YOUR TASKS
(A) Answer these questions using the passage on Maltese politics:
(i) Which school in France does it name as an example?
(ii) Who wanted leaders to start their novitiate from birth?
(iii) What are the Parliamentarians paid?
(B) Put this sentence from the passage on Maltese politics into Spanish: "Plato wanted leaders to start their novitiate from birth."

PASSAGE
::::

Many countries have specialist colleges or training programs that have acquired decades and centuries of reputation for preparing future leaders. ENA in France, Uxbridge and the LSE in the UK, Ivy League colleges in the US are some famous examples.

And when you emerge from these, sharp suited and over-flowing with ambition, you start your many years of apprenticeship, working with veterans, learning the ropes, making mistakes, establishing networks.

Lawyers, doctors, architects, engineers, teachers, nurses, priests: all go through these phases in life and then proceed to build a career based on their hard work, their ability to excel, their willingness to work in a team, their skills for negotiation and compromise. Some make it to the top. Many don’t. But all have to build a career over time and with much commitment and sacrifice.

You would not want me to be your children’s teacher because I’m not trained to be a teacher. You would want me even less to be their doctor. I never tried faking that by the way, in case that needs clearing up.

It is just as incredible to me now that the Maltese citizenry appears not to expect specialised competence from its politicians although it entrusts them with the power to affect their lives in very complicated ways. Plato wanted leaders to start their novitiate from birth. That may be a bit too monastic for our times. But it should not be hard to see why some form of seminary for political neophytes would be useful.

There is no greater proof of the ‘amateur’ approach to our political make-up, than the fact that our Parliamentarians are paid a part-time token and are expected to earn their keep some other way. Politics is the hobby of lawyers whose intellect is dulled by the rota of court work that pays their bills and who can indulge in some intellectual stimulation playing ‘the game’.

Our political parties are another symptom of this amateur approach. Labour is reduced to an extension of the leader’s persona radiating his ideas like a bright diadem crowning his transfigured glory. The PN is reduced to a media organisation, providing information services at a commercial loss as it unsuccessfully competes with proper media outlets for advertising revenue and audience ratings.

This is not what democracy needs from its politicians and its parties.

::::

SOURCE INFORMATION

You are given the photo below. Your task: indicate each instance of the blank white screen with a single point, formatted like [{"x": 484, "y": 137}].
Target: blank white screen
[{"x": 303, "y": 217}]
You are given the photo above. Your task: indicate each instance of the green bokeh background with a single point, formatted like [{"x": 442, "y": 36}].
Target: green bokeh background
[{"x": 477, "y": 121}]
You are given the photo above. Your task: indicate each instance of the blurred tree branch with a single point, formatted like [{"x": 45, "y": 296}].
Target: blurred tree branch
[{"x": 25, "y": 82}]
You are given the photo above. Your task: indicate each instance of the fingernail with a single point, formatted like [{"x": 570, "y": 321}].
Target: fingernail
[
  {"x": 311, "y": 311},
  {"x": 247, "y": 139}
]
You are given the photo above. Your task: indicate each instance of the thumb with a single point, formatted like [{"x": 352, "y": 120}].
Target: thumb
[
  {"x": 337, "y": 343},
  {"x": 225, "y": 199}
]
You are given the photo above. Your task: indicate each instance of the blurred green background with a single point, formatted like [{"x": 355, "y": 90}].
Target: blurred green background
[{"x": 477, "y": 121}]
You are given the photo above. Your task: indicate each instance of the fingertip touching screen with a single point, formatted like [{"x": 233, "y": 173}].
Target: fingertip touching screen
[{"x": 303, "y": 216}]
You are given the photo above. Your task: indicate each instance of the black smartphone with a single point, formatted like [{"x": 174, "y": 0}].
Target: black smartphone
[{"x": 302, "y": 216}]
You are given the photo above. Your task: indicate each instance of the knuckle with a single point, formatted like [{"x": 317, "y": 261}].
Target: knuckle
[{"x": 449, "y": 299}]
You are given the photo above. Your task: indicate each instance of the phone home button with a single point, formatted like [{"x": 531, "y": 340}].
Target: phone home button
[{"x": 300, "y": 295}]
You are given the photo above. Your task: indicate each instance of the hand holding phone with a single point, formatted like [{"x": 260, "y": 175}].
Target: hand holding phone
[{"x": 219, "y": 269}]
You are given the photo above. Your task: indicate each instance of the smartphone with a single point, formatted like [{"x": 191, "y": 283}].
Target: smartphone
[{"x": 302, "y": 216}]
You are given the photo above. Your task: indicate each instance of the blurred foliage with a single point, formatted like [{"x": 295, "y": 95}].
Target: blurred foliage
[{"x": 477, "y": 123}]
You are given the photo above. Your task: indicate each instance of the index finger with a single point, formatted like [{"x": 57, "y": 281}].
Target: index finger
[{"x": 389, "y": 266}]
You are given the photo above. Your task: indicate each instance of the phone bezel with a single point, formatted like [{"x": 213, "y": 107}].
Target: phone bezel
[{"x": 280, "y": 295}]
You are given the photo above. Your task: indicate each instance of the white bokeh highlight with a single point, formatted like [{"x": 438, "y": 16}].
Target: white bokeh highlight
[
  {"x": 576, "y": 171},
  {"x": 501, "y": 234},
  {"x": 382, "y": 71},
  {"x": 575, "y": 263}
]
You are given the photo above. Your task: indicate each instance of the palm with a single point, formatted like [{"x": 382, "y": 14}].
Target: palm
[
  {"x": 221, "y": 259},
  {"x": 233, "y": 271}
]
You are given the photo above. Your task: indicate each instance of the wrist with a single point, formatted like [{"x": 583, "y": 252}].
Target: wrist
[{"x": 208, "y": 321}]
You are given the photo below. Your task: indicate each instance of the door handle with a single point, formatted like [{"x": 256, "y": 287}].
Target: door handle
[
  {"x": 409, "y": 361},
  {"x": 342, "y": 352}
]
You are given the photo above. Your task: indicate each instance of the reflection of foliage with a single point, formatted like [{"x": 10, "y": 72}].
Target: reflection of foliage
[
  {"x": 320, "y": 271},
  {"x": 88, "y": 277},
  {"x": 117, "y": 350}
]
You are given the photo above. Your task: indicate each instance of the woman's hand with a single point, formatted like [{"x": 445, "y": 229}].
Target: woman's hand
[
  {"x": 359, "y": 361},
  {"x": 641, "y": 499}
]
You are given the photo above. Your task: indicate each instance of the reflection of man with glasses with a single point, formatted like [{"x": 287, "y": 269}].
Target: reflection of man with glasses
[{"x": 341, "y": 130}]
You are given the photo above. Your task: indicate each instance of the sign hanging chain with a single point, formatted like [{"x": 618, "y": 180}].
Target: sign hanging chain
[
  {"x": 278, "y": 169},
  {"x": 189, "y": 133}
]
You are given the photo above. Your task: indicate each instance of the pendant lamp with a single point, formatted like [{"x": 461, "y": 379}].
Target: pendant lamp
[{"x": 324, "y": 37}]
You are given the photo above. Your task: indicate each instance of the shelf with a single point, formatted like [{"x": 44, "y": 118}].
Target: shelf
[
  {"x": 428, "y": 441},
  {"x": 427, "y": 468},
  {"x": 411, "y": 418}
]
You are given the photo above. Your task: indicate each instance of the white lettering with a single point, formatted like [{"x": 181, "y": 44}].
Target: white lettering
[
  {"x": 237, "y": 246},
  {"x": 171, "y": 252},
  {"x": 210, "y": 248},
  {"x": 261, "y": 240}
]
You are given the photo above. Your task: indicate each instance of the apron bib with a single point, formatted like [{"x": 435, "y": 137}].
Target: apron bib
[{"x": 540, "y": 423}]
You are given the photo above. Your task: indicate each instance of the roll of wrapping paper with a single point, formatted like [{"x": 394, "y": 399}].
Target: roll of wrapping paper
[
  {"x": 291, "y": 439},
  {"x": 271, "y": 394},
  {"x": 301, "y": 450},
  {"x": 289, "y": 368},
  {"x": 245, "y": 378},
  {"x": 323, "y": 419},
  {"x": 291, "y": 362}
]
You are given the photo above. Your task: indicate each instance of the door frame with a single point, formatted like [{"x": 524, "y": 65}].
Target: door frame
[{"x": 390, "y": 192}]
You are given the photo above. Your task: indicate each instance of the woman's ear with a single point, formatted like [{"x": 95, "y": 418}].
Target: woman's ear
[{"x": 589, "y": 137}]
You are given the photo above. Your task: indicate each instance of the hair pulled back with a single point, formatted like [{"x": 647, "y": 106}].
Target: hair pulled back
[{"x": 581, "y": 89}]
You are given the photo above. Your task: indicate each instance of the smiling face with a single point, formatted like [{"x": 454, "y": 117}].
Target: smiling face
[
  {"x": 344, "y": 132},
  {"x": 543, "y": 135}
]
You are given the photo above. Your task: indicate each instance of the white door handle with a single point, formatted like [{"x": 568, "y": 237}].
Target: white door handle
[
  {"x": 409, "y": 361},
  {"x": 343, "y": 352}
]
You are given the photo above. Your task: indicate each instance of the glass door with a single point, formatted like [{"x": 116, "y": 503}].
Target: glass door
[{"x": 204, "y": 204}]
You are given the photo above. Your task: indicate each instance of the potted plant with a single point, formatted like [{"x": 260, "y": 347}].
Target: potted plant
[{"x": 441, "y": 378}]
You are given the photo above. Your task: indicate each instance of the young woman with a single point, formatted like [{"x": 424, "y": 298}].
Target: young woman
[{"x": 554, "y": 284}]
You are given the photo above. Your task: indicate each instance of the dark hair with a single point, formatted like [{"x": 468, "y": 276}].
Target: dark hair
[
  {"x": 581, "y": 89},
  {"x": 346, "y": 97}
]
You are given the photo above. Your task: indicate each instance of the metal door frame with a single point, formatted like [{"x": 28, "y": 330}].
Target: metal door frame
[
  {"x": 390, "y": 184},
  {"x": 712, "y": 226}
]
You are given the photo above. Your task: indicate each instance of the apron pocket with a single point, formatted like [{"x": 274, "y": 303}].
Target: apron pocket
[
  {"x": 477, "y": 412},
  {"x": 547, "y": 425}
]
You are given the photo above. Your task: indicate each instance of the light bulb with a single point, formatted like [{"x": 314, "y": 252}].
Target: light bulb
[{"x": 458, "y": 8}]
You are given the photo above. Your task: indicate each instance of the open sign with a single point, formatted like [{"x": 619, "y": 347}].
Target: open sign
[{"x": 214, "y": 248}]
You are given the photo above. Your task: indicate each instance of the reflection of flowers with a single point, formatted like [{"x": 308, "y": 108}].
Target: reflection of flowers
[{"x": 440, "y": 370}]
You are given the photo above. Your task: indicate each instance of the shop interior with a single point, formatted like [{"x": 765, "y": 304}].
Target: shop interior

::::

EXPECTED OUTPUTS
(A)
(i) ENA
(ii) Plato
(iii) A part-time token

(B) Platón quería que los líderes comenzaran su noviciado desde el nacimiento.